Input data.

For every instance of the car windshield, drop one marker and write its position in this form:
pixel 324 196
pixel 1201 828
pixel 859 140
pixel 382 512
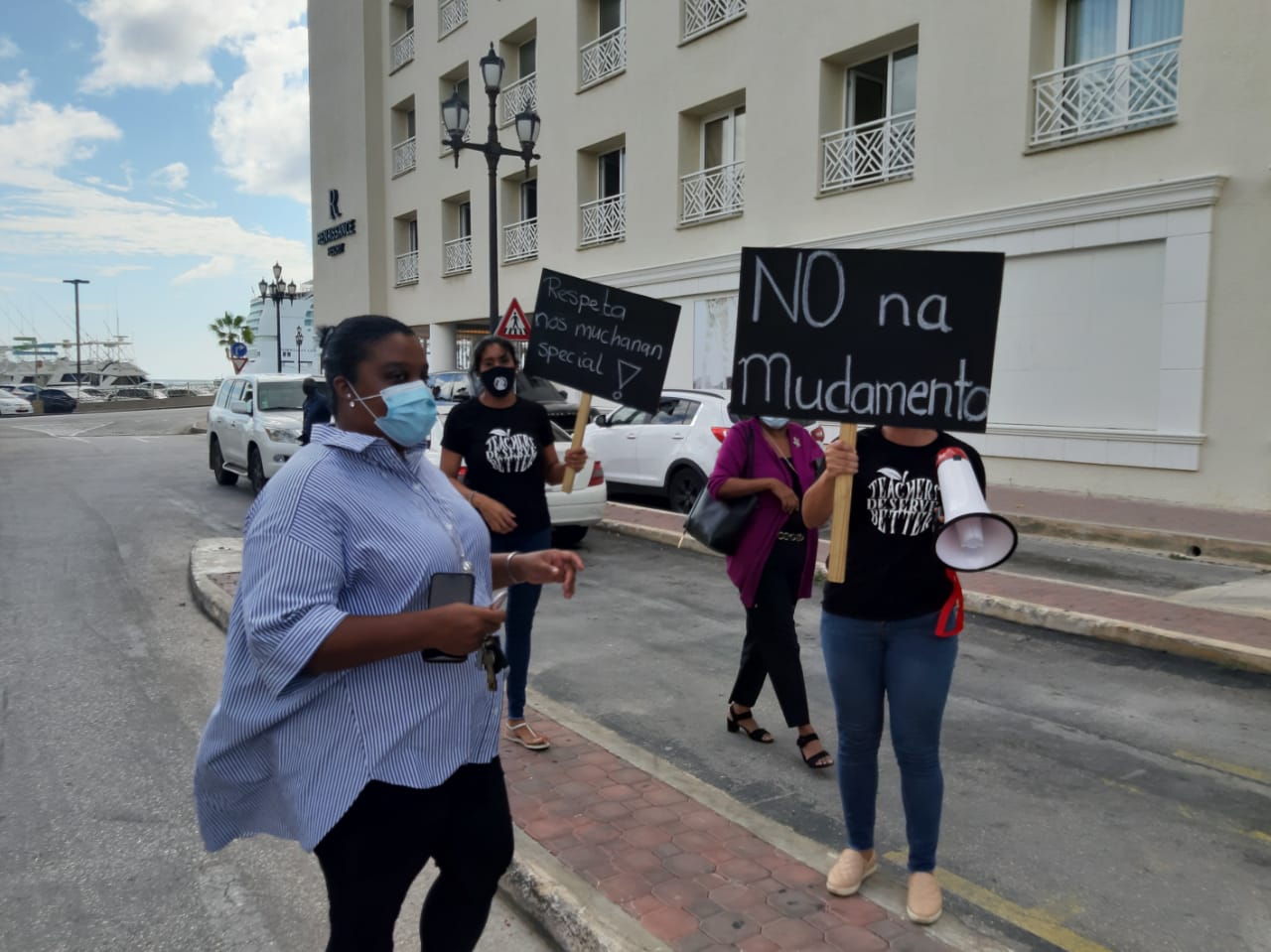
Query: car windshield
pixel 289 394
pixel 535 388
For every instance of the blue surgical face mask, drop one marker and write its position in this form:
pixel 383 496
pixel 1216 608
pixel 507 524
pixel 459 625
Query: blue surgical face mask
pixel 411 412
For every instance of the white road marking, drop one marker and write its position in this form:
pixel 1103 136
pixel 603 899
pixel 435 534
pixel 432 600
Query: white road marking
pixel 64 427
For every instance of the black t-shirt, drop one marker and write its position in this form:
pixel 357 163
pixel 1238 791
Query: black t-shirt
pixel 502 449
pixel 893 571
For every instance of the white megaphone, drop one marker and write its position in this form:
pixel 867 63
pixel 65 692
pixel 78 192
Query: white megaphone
pixel 971 539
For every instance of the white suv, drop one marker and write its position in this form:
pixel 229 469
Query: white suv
pixel 253 426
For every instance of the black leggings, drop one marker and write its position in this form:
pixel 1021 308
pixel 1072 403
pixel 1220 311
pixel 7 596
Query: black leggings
pixel 380 846
pixel 771 648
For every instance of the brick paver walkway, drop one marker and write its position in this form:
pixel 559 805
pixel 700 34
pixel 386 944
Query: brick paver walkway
pixel 690 876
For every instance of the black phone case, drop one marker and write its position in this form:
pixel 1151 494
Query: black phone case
pixel 446 589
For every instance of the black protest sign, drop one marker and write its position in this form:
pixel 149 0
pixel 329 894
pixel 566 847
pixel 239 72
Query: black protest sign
pixel 602 340
pixel 867 336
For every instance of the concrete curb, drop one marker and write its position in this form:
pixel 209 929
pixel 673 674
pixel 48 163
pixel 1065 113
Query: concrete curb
pixel 576 915
pixel 886 889
pixel 1207 547
pixel 1045 616
pixel 573 912
pixel 212 557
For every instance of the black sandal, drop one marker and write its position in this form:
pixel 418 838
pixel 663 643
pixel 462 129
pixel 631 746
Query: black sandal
pixel 817 761
pixel 759 735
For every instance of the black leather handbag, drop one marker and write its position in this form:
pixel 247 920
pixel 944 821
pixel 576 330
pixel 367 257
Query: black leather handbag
pixel 718 524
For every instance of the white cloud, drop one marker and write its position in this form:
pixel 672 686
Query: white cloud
pixel 45 213
pixel 261 127
pixel 173 176
pixel 39 139
pixel 166 44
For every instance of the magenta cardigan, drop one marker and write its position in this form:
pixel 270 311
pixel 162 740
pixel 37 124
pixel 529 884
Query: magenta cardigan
pixel 747 565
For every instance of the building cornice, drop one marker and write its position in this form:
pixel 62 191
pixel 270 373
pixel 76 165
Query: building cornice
pixel 1175 195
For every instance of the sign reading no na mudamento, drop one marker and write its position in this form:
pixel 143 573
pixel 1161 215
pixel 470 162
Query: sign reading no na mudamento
pixel 867 336
pixel 600 340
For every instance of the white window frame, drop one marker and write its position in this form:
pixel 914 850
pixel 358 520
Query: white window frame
pixel 730 136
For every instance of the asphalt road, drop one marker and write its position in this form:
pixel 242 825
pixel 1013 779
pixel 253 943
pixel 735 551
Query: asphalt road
pixel 107 676
pixel 1097 797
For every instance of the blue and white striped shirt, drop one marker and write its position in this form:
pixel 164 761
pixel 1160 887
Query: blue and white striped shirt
pixel 346 527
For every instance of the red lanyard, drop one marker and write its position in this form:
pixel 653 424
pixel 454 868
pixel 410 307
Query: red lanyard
pixel 953 607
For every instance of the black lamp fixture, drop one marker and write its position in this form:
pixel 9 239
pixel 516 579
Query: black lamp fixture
pixel 455 114
pixel 277 290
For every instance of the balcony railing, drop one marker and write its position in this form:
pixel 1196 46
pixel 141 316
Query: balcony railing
pixel 403 157
pixel 452 14
pixel 521 240
pixel 408 268
pixel 704 16
pixel 604 220
pixel 457 255
pixel 403 50
pixel 1113 93
pixel 713 194
pixel 518 96
pixel 604 56
pixel 872 152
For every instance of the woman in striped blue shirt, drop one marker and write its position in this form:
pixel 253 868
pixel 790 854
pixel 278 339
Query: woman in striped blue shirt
pixel 342 724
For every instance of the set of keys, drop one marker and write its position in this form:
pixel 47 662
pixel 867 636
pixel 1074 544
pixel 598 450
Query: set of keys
pixel 491 655
pixel 493 658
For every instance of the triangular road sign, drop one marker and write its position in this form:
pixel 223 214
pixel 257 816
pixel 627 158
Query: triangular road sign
pixel 513 326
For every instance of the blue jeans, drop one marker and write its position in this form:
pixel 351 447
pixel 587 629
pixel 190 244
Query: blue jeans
pixel 908 663
pixel 522 600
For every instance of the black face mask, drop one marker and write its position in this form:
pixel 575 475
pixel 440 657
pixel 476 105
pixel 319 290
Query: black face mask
pixel 498 380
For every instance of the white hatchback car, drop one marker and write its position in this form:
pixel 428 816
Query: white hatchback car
pixel 668 453
pixel 573 512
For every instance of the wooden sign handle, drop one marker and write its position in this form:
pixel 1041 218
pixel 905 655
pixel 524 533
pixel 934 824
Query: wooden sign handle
pixel 579 426
pixel 838 567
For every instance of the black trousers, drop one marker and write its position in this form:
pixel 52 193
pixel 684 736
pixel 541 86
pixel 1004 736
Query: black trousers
pixel 771 648
pixel 380 846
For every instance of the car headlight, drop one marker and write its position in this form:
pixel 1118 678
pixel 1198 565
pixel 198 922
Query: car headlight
pixel 282 434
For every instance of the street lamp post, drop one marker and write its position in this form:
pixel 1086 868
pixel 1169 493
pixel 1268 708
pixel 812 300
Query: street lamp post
pixel 454 114
pixel 276 291
pixel 79 363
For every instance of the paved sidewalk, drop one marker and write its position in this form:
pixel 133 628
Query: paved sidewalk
pixel 1234 631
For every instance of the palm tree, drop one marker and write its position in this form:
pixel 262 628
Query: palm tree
pixel 230 330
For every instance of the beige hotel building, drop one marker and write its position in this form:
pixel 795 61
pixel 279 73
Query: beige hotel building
pixel 1117 152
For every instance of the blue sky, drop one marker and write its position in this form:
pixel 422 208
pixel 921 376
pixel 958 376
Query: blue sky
pixel 159 149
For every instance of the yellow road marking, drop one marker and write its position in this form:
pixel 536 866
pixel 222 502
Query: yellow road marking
pixel 1038 921
pixel 1248 773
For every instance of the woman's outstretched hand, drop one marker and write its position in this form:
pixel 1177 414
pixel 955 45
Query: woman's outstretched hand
pixel 548 566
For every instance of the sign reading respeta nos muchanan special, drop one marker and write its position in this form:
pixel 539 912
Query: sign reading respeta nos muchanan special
pixel 867 336
pixel 602 340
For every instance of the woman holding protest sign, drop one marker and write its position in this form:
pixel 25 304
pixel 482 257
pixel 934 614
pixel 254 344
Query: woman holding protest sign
pixel 772 568
pixel 507 447
pixel 886 631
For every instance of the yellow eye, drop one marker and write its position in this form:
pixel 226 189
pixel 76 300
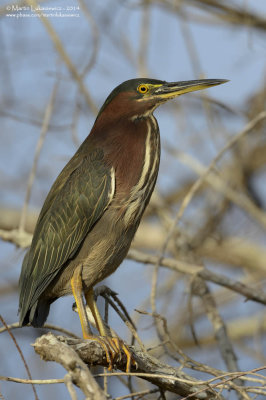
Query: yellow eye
pixel 143 89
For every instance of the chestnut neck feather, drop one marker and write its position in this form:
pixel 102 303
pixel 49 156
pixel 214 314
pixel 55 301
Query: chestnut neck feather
pixel 123 142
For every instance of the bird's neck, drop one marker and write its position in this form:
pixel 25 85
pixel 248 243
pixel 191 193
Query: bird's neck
pixel 132 147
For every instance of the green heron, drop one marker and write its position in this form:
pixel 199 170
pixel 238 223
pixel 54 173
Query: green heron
pixel 94 207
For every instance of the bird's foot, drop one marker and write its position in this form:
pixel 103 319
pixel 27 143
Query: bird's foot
pixel 113 347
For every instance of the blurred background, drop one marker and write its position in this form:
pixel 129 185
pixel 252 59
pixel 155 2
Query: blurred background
pixel 56 70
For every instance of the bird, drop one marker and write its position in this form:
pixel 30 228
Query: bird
pixel 94 207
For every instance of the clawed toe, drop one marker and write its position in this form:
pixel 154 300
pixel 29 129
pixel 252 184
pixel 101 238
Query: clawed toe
pixel 114 347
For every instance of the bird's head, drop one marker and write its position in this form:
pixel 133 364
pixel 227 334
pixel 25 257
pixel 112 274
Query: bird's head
pixel 136 98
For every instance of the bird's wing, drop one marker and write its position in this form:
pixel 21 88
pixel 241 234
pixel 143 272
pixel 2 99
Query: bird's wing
pixel 78 198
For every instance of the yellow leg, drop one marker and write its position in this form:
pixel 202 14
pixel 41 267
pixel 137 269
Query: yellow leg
pixel 77 288
pixel 89 296
pixel 115 343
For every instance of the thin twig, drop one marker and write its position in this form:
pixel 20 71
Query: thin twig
pixel 21 355
pixel 44 130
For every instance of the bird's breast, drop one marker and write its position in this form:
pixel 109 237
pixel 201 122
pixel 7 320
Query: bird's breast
pixel 139 195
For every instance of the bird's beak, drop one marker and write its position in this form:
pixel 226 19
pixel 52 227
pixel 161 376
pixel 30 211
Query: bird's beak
pixel 170 90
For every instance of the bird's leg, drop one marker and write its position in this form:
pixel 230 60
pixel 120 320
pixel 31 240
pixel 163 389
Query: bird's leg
pixel 116 343
pixel 77 289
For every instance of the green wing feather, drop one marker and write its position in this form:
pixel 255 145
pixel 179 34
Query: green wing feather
pixel 75 202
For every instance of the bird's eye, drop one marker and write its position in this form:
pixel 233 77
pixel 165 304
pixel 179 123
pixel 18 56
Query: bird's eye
pixel 143 89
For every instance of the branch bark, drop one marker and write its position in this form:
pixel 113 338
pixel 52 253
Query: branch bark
pixel 74 354
pixel 51 348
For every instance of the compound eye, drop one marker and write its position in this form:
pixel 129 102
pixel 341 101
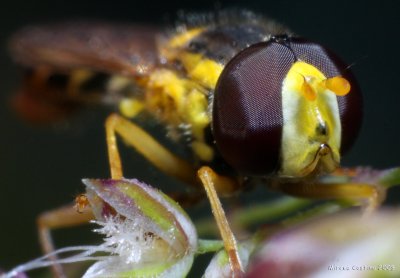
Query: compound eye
pixel 247 108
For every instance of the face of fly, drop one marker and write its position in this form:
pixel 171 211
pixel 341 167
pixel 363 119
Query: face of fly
pixel 311 132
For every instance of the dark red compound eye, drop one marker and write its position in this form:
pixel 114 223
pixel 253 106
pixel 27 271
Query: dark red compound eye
pixel 247 106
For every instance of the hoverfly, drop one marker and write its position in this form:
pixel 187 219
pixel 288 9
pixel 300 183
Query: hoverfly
pixel 255 100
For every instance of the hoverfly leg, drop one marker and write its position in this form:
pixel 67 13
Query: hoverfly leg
pixel 210 180
pixel 147 146
pixel 63 217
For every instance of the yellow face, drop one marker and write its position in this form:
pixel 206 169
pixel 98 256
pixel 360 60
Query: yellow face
pixel 311 123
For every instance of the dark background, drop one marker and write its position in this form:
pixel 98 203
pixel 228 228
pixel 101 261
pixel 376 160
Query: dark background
pixel 41 167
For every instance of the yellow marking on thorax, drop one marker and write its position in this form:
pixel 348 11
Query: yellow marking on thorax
pixel 310 119
pixel 181 39
pixel 203 70
pixel 177 100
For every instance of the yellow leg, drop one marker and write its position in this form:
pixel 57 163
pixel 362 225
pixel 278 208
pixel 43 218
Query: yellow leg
pixel 209 179
pixel 59 218
pixel 368 195
pixel 146 145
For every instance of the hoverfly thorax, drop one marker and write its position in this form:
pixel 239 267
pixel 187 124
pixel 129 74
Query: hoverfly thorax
pixel 284 106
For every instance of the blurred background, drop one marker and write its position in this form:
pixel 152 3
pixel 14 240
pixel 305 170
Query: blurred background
pixel 41 167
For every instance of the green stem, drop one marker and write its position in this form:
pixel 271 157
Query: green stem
pixel 206 245
pixel 255 214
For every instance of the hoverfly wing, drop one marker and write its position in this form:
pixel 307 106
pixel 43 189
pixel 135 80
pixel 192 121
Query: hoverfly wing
pixel 120 49
pixel 71 64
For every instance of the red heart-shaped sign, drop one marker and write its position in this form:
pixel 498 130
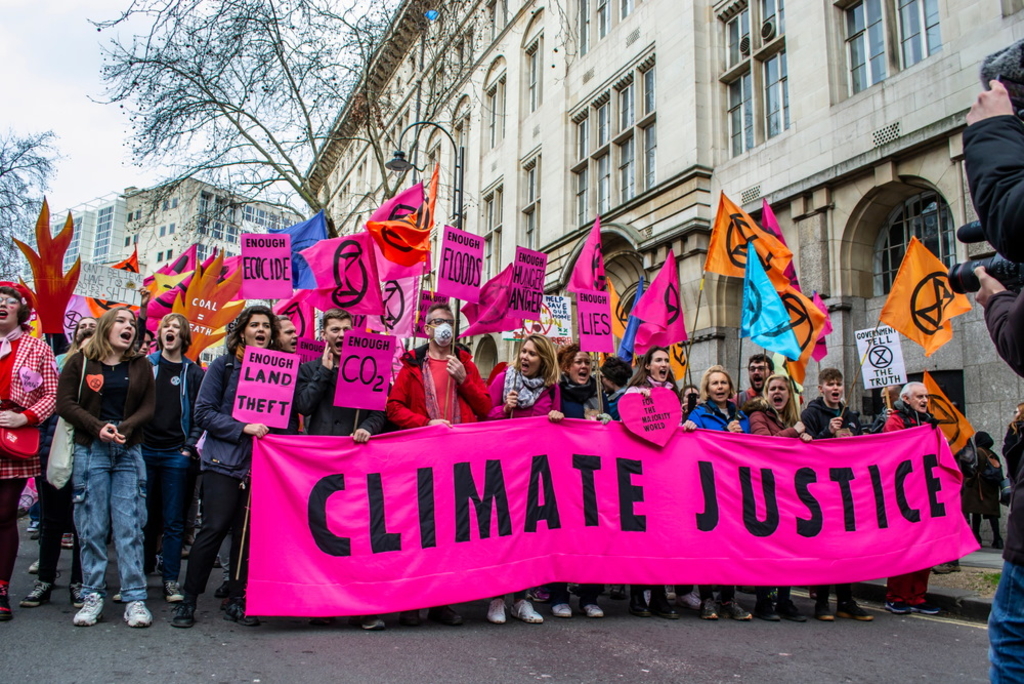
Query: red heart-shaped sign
pixel 654 418
pixel 95 382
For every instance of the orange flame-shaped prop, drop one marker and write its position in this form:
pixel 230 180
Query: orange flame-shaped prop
pixel 53 288
pixel 206 304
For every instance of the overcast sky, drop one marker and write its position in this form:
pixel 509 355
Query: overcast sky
pixel 50 58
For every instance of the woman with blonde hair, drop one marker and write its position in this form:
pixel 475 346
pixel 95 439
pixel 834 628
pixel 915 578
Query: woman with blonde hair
pixel 107 394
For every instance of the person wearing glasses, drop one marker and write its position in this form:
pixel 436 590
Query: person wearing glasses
pixel 438 384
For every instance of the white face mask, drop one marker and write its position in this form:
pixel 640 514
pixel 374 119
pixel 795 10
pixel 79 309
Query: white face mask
pixel 442 335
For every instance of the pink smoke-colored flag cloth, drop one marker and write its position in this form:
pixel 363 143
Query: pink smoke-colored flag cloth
pixel 491 314
pixel 588 273
pixel 660 310
pixel 430 515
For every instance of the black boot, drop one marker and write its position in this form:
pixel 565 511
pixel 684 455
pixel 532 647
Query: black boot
pixel 638 604
pixel 659 603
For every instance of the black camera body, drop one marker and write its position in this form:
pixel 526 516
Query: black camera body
pixel 962 278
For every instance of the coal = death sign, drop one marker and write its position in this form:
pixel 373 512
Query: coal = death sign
pixel 883 356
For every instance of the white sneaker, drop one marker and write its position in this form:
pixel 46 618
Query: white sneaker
pixel 496 611
pixel 561 610
pixel 136 614
pixel 523 609
pixel 691 601
pixel 91 612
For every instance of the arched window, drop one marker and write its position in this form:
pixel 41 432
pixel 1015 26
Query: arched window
pixel 924 216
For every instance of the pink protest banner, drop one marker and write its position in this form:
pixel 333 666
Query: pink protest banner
pixel 266 266
pixel 308 350
pixel 365 370
pixel 266 387
pixel 438 515
pixel 461 270
pixel 594 318
pixel 526 292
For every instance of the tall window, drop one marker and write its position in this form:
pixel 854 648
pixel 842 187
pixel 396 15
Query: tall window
pixel 776 95
pixel 924 216
pixel 865 44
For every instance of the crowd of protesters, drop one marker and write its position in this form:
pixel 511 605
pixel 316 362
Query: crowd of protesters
pixel 152 430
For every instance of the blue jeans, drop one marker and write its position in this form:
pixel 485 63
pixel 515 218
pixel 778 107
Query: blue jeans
pixel 166 476
pixel 110 488
pixel 1006 627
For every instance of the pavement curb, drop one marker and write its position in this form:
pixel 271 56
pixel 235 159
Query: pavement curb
pixel 956 601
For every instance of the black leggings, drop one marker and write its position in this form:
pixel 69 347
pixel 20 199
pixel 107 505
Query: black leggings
pixel 223 511
pixel 10 492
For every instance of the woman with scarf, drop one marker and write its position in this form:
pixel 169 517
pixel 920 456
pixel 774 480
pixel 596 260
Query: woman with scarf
pixel 28 394
pixel 654 370
pixel 107 394
pixel 225 461
pixel 716 412
pixel 528 389
pixel 775 414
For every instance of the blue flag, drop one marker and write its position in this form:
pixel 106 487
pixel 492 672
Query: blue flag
pixel 632 326
pixel 766 319
pixel 304 234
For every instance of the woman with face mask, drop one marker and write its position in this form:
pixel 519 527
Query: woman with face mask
pixel 717 412
pixel 226 460
pixel 107 394
pixel 529 388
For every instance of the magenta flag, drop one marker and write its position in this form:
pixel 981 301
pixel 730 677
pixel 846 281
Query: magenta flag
pixel 365 370
pixel 588 274
pixel 492 313
pixel 769 221
pixel 345 269
pixel 460 271
pixel 660 309
pixel 594 322
pixel 820 348
pixel 427 517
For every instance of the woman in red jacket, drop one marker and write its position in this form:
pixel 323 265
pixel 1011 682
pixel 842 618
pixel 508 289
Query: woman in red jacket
pixel 28 394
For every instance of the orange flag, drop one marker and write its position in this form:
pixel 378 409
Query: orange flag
pixel 952 423
pixel 733 231
pixel 921 302
pixel 406 241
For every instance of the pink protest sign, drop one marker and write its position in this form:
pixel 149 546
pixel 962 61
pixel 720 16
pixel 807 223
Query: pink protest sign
pixel 266 387
pixel 266 266
pixel 594 318
pixel 431 515
pixel 461 269
pixel 308 350
pixel 526 293
pixel 365 370
pixel 654 418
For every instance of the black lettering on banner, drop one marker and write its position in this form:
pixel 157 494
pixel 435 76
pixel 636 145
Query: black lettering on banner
pixel 587 465
pixel 495 497
pixel 380 539
pixel 629 495
pixel 327 541
pixel 811 526
pixel 880 497
pixel 909 513
pixel 536 511
pixel 708 520
pixel 425 499
pixel 843 476
pixel 936 508
pixel 755 526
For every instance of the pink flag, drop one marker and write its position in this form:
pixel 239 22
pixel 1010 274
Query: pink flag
pixel 660 309
pixel 769 221
pixel 588 274
pixel 492 313
pixel 820 348
pixel 345 269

What you are asked to do. Starting with the first line of the records and going on through the line with "pixel 535 388", please pull out those lines word for word, with both ends included and the pictures omitted.

Completed exercise.
For every instance of the car windshield, drop one marker and write its position in this form:
pixel 324 196
pixel 1201 828
pixel 859 140
pixel 382 512
Query: car windshield
pixel 289 394
pixel 535 388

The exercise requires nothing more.